- **Problem description**
For the word "water", give the number of lines in these entries that contain it, with nothing else.

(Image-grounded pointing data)
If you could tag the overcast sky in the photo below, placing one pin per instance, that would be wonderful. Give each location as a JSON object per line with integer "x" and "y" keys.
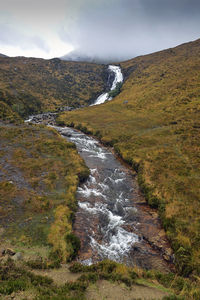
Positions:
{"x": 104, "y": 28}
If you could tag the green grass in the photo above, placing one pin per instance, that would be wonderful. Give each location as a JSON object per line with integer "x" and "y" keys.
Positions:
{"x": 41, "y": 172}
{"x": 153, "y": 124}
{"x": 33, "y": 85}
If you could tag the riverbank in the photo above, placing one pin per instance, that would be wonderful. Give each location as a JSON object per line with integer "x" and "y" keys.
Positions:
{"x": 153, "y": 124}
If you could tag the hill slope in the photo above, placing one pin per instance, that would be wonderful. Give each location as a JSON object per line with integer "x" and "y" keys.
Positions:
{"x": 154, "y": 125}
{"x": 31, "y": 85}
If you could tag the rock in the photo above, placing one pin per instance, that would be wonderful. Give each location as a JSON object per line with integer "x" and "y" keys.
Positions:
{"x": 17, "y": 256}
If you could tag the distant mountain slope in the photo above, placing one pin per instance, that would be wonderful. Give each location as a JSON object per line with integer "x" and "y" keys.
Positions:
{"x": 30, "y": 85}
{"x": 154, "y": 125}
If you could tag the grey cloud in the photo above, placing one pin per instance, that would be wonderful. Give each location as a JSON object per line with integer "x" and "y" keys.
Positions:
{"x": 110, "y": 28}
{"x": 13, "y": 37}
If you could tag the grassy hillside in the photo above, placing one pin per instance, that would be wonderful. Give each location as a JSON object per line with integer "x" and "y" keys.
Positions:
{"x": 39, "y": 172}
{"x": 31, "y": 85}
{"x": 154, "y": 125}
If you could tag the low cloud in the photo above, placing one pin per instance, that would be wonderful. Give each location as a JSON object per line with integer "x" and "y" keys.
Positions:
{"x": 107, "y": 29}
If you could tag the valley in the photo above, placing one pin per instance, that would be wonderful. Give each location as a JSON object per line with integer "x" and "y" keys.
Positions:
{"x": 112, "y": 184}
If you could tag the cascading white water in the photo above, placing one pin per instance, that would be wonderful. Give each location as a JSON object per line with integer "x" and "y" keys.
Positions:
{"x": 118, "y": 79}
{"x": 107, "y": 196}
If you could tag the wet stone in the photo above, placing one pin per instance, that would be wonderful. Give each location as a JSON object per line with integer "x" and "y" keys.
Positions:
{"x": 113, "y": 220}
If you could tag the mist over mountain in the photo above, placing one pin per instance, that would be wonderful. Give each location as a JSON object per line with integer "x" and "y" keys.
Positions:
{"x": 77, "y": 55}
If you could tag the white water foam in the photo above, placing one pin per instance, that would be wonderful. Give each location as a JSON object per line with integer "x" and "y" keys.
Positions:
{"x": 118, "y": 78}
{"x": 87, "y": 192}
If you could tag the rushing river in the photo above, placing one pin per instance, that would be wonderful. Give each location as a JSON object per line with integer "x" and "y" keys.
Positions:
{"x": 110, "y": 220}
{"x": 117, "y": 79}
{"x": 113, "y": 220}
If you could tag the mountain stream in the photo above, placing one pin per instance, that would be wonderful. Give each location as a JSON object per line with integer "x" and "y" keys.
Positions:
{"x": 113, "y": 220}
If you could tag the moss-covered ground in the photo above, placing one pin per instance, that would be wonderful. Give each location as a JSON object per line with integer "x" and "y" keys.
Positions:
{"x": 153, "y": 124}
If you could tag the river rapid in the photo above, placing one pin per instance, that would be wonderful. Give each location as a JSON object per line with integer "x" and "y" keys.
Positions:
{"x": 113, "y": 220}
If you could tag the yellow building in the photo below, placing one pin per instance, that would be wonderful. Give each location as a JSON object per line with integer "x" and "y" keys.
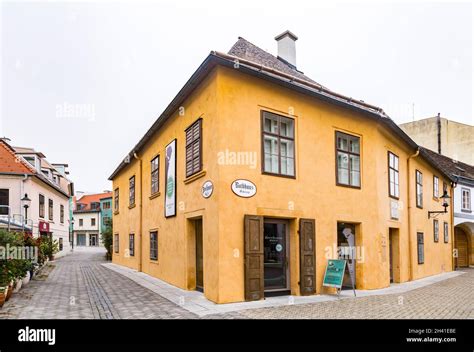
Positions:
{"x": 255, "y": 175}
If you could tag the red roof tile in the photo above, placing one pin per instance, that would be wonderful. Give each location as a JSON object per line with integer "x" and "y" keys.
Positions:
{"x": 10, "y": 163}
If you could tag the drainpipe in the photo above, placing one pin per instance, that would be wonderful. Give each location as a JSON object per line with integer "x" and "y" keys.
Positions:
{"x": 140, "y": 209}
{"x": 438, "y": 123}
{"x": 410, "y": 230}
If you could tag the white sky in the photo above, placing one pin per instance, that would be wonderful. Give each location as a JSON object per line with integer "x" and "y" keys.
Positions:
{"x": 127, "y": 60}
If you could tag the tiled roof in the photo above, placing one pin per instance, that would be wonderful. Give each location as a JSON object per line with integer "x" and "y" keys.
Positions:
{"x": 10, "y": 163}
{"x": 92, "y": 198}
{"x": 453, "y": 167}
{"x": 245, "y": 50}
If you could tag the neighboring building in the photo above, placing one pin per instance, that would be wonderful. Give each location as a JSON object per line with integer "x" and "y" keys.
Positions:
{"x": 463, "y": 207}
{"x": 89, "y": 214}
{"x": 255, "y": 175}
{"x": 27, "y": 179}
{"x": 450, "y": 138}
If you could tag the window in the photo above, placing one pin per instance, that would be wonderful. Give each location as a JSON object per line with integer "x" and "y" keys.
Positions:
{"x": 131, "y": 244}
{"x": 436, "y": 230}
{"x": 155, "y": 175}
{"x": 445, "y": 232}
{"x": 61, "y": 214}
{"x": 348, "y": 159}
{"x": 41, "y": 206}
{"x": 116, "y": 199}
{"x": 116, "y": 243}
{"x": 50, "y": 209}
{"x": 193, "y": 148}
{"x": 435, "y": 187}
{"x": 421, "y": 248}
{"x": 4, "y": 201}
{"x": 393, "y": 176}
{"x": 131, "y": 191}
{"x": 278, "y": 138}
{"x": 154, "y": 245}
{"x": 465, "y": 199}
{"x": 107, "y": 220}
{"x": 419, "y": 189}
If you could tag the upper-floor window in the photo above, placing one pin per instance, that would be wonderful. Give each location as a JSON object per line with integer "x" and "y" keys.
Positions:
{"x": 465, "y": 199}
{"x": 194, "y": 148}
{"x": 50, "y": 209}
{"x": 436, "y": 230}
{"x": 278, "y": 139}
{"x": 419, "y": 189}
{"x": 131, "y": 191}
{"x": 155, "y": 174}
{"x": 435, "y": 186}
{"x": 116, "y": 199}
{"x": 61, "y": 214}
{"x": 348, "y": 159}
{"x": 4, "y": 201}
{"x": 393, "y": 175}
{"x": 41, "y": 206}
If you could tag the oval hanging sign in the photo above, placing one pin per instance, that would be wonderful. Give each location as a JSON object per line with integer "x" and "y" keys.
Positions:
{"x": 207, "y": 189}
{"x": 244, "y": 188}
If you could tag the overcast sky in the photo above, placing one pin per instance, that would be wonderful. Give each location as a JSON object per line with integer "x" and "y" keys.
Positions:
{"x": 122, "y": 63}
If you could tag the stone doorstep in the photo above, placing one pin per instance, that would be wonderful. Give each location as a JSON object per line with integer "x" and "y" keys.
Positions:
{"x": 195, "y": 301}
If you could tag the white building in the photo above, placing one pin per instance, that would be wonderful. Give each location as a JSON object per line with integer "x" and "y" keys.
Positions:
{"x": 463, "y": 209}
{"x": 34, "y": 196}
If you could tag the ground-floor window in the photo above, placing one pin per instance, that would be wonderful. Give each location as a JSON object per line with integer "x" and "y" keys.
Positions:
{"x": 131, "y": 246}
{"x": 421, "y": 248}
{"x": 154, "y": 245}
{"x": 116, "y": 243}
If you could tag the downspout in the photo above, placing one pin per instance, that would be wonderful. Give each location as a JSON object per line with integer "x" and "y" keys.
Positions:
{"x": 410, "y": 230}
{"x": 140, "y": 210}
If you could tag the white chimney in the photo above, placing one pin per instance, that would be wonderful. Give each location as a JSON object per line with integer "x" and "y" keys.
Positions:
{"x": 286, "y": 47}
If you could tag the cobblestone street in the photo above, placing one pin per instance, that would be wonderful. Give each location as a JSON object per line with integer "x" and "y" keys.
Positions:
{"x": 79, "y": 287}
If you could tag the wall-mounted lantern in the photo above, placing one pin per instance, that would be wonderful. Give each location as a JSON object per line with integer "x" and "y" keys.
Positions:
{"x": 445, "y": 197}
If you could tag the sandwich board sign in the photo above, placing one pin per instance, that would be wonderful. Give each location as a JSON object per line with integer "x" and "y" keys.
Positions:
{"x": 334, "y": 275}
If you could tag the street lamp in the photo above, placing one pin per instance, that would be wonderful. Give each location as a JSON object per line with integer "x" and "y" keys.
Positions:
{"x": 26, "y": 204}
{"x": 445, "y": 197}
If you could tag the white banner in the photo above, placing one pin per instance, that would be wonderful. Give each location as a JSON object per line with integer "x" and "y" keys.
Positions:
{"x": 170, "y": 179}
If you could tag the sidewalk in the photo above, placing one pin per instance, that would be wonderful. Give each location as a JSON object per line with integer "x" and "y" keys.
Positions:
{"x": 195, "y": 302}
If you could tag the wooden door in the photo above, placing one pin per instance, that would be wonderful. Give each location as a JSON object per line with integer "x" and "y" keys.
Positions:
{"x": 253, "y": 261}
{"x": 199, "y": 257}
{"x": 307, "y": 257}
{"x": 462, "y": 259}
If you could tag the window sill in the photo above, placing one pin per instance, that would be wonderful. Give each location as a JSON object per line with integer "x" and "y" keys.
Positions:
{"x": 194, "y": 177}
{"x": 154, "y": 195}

- **Written solution**
2